(Coordinate labeling data)
^^^^

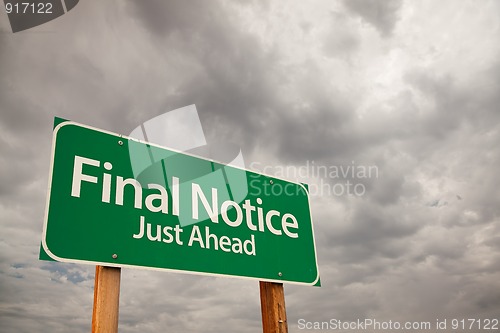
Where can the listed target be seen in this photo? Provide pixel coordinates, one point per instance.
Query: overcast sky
(410, 87)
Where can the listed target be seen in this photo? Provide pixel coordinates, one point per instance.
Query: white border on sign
(87, 262)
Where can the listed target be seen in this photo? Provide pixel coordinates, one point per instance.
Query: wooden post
(272, 303)
(106, 299)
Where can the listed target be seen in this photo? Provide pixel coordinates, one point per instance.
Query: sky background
(411, 87)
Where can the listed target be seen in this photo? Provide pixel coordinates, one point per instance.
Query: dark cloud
(407, 249)
(383, 15)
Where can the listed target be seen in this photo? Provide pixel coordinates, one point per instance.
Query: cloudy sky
(409, 87)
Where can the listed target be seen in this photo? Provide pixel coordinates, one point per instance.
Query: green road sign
(117, 201)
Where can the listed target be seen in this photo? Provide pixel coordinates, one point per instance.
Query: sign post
(106, 299)
(272, 305)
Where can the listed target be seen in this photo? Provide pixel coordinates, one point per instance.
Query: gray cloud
(422, 109)
(383, 15)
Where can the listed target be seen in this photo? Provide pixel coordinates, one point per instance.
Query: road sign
(117, 201)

^^^^

• _PROMPT_
Except for the pictures, give all the material above again verbatim.

• _EXERCISE RESULT_
Where can the listed target be seen in this photo? Provide pixel coordinates, one point per instance.
Query: overcast sky
(410, 87)
Where can the listed target be seen in this photo? Provide pixel coordinates, one point per instance.
Query: white border on sign
(87, 262)
Where can the listed target be seen in this photo? Provide pixel coordinates, one point per instance.
Query: wooden post
(272, 303)
(106, 299)
Where can the listed target be seen in this photo? Provide pixel coordinates, one point per instance.
Query: sky background
(411, 87)
Where can the listed target be seen in this photo? Provide pixel coordinates, one point per instance.
Query: dark cloud
(407, 249)
(383, 15)
Where can the listed target be seen in this photo? Provide pixel coordinates, one point per instance.
Query: cloudy sky
(409, 87)
Where can the listed target be seen in this photo? Provide pixel coordinates, one point per instance.
Query: green road sign
(117, 201)
Where can the listed target be seen in this photo? Provide pixel coordinates, one point per instance.
Query: sign post
(106, 299)
(272, 305)
Where can the listed target be seen in this photo? Provide pixel coordinates, one point per instance.
Query: gray cloud
(422, 109)
(383, 15)
Where can the listed target be seen in this photo? Provide pixel coordinates, one point per instance.
Query: road sign
(117, 201)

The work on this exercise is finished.